Extract provided

'Escaped Alone' review or 'Are we dunking in our tea?'

Escaped Alone, Caryl Churchill
Royal Court Theatre, 2nd February 2016




Life often comes to mean something when we least expect it; a dream that feels disturbingly real, a slip of the tongue that holds some truth to it or a simple moment of happiness that sticks with you for a lifetime. This idea permeates Caryl Churchill’s latest peach of a play, ‘Escaped Alone’, which essentially involves four women chatting over tea in the garden, but has the whole of life bundled up in it. James Macdonald’s beautifully controlled production is a fierce sideways glance at life and the way in which joy and horror, banality and profundity, the beginning and end jostle side by side.

Miriam Buether’s set is gorgeous and clean and so intensely realistic (except for a delicate wire-mesh that frames the stage) that it feels very unrealistic indeed. We begin with the image of a fence that reaches across the stage, with a clear blue sky gleaming overhead. Linda Bassett’s Mrs Jarrett – a tough lady who looks like she takes stern walks before breakfast – hears her neighbours chatting behind the fence. She goes to join them (‘So I go in’) and the rest of the play unfolds in a garden packed with glistening grass, tumbling flowers and a rickety shed. It all feels archly believable yet weirdly crisp – especially that clean sky. It’s a set and a set-up that feels like it’s hiding something.

Mrs Jarrett joins a trio of older women (all over 70): the earnestly gushy Sally (Deborah Findlay), quiet Lena with hands clasped gently in her lap (Kika Markham) and the robust and rough-tongued Vi (June Watson). The three chat over tea and their dialogue is elliptical and choppy yet deeply thoughtful and rich with meaning too. Sentences, ideas and even songs are never completed and yet we begin to see the characters, lives and wealth of memories tied up in those choppy images, abrupt reflections and abandoned anecdotes. All the little things begin to mean something bigger.

Extracted data
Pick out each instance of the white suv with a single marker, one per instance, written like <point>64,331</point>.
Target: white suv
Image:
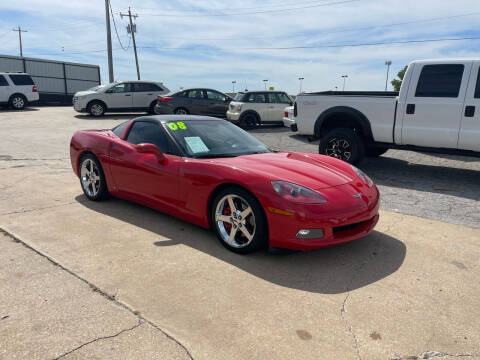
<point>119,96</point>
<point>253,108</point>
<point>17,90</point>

==

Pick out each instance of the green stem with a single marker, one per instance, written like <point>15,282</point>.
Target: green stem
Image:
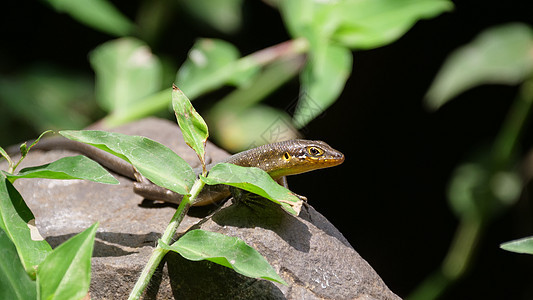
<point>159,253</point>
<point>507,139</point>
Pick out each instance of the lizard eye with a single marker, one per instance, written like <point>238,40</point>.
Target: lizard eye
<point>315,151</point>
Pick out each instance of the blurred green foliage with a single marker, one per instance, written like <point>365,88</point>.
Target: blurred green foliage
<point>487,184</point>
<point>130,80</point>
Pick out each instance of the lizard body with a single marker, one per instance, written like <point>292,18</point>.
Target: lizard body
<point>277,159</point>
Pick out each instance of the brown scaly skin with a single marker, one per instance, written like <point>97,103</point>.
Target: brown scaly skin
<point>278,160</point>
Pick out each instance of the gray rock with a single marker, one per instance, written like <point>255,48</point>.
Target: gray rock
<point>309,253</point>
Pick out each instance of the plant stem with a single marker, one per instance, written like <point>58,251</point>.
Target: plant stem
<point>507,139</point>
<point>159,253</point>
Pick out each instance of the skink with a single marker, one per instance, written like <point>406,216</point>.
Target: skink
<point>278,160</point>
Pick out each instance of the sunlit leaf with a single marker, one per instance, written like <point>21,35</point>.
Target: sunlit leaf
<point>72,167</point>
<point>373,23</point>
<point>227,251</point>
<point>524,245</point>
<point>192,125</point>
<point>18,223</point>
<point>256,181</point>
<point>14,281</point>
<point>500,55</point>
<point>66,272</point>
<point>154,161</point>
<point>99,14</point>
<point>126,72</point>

--

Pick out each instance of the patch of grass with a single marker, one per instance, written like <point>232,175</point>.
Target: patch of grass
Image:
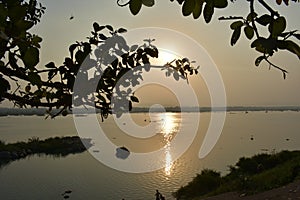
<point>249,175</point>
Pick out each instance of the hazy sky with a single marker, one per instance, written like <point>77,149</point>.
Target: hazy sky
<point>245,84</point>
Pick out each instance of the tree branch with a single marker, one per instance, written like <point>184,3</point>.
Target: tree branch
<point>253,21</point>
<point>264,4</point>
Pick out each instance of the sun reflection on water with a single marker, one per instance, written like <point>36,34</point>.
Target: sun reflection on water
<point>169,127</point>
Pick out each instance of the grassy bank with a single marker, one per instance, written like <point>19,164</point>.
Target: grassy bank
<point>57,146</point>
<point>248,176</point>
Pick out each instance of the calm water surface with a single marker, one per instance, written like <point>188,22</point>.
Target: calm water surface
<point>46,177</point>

To do
Summarize the review of "Escaped Alone" in two sentences.

Written solution
Caryl Churchill's play "Escaped Alone," in James Macdonald's production at the Royal Court Theatre, essentially shows four women chatting over tea in a garden, yet it offers a sideways glance at how joy and horror, banality and profundity sit side by side. Miriam Buether's intensely realistic set seems to be hiding something, and the choppy, unfinished dialogue between Mrs Jarrett and the three older women gradually reveals their lives and memories, so that the little things come to mean something bigger.